Remote Performance (Cloud - Asia Pacific)

Infrastructure: Neon PostgreSQL (Singapore) → ClickHouse Cloud (Mumbai)

Operation p50 p95 p99 Throughput vs Local
Extract 1K rows 151ms 171ms 171ms 6.6 ops/sec 107x slower
Extract 10K rows 471ms 523ms 523ms 2.2 ops/sec 55x slower
Extract 100K rows 3.15s 3.32s 3.32s 0.33 ops/sec 39x slower
Insert 10K (batch 500) 484ms 703ms 703ms 2.0 ops/sec 31x slower
Insert 10K (batch 1000) 275ms 500ms 500ms 3.4 ops/sec 25x slower
Insert 50K (batch 2000) 686ms 923ms 923ms 1.4 ops/sec 19x slower
CDC (1K changes) 141ms 143ms 143ms 7.1 ops/sec 122x slower
CDC (10K changes) 455ms 510ms 510ms 2.2 ops/sec 56x slower
Multi-table (3×10K) 1.07s 2.77s 2.77s 0.85 ops/sec 17x slower

Key Insights:

  • Tail latencies (p95/p99) show consistent performance - most operations have tight distributions
  • Network latency dominates remote performance (17-122x slower depending on operation size)
  • Smaller operations suffer most from round-trip overhead (1K: 107-122x vs 100K: 39x)
  • Larger batches amortize network costs better (batch 1000 is 25% faster than batch 500)
  • Multi-table parallel execution helps mitigate cross-region latency (only 17x slower)
  • CDC performance scales with data size (1K: 122x slower, 10K: 56x slower)
  • Remote p95 can be 2.6x worse than p50 (multi-table: 1.07s → 2.77s) due to network variance

Running Benchmarks

Setup benchmark tables (100K rows):

make bench-setup-local   # Local Docker
make bench-setup-remote  # Remote cloud

Run benchmarks:

make bench-local         # All benchmarks (local)
make bench-remote        # All benchmarks (remote)
make bench-both          # Compare local vs remote
make bench-extract       # Extraction only
make bench-insert        # Insertion only
make bench-cdc           # CDC only

Custom configuration:

BENCH_ITERATIONS=50 make bench-local
BENCH_TABLE=my_table make bench-extract

See bench/README.md for detailed benchmarking documentation.

Production Scale Testing

End-to-end test with 30M rows across 3 tables, including full CDC pipeline:

Test Configuration:

  • 3 tables (events, orders, users)

## RECORDS TO PROCESS

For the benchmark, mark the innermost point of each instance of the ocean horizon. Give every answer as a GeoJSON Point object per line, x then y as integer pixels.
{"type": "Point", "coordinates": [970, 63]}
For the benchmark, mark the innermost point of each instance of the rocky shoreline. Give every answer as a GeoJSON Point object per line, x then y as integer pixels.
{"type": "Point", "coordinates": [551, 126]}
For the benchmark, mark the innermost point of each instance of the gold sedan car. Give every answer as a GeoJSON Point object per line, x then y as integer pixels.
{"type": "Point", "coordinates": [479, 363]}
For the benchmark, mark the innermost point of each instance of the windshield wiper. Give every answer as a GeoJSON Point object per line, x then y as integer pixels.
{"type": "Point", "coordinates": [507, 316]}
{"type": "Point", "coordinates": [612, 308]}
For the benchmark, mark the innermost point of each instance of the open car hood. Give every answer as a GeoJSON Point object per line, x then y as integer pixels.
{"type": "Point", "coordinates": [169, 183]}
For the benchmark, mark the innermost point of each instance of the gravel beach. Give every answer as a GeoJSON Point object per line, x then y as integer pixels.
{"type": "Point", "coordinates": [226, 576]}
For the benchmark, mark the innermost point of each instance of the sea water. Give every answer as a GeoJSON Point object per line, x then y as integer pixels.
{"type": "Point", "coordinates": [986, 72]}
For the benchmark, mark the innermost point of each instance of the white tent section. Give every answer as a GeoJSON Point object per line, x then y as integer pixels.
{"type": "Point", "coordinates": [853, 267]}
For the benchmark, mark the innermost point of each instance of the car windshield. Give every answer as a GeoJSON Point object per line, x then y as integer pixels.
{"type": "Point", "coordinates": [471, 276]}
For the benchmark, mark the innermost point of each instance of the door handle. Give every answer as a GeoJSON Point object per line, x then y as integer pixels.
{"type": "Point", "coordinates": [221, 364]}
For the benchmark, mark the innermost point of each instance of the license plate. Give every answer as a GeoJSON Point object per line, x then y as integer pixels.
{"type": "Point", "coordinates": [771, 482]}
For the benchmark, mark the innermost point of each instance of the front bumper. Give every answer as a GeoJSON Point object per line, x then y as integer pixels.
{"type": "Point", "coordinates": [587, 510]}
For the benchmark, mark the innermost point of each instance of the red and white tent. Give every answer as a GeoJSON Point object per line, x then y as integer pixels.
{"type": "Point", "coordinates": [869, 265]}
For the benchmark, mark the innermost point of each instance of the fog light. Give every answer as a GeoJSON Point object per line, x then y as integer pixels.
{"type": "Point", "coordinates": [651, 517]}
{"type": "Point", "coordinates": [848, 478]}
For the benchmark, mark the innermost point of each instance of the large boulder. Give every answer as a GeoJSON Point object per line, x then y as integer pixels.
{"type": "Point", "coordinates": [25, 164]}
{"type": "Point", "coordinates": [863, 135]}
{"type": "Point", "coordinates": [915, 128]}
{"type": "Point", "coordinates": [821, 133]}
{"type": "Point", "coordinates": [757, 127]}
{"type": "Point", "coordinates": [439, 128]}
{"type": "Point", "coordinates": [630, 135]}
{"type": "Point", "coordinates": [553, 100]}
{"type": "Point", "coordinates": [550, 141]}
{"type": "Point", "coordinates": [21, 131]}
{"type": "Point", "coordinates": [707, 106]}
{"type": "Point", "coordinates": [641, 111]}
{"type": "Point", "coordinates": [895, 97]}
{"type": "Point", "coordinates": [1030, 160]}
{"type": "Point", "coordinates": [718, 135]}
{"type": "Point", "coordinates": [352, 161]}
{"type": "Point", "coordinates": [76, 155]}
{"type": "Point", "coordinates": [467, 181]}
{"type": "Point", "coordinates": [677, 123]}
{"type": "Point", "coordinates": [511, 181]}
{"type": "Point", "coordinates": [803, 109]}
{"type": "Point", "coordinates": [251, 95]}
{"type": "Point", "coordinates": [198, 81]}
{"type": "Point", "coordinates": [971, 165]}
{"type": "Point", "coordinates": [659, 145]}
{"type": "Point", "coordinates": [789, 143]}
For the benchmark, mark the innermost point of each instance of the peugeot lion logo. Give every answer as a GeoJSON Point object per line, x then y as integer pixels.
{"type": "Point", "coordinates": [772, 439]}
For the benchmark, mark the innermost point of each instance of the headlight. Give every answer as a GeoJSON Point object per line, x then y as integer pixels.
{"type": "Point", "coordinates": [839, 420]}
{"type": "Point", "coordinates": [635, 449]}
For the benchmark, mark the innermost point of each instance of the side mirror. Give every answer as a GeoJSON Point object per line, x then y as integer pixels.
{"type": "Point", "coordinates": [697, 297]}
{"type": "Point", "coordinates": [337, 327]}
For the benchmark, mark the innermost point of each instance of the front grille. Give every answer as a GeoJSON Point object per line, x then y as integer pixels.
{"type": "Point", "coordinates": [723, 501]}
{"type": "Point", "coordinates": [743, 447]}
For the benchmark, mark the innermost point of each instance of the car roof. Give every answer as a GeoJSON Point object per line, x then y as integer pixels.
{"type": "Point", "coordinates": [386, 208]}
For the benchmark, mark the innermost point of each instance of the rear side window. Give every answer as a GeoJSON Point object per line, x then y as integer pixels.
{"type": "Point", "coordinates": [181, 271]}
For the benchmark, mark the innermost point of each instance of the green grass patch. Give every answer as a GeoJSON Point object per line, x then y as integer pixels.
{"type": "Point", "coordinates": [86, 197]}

## REQUIRED ACTIONS
[a] In the remote benchmark notes, why do the smallest operations show the largest slowdown compared with local runs?
[b] Please copy out the listing word for word, beginning at the line that contains "of the rear" and stopping after the final line of the listing.

## IN RESPONSE
[a] They suffer most from round-trip overhead. Network latency dominates remote performance, so 1K-row operations run 107-122x slower, while 100K-row extraction is only 39x slower.

[b]
For the benchmark, mark the innermost point of each instance of the rear side window. Give every answer as a GeoJSON Point object per line, x then y as integer pixels.
{"type": "Point", "coordinates": [181, 271]}
For the benchmark, mark the innermost point of each instance of the green grass patch. Give every answer as a GeoJSON Point object per line, x then y as integer pixels.
{"type": "Point", "coordinates": [86, 197]}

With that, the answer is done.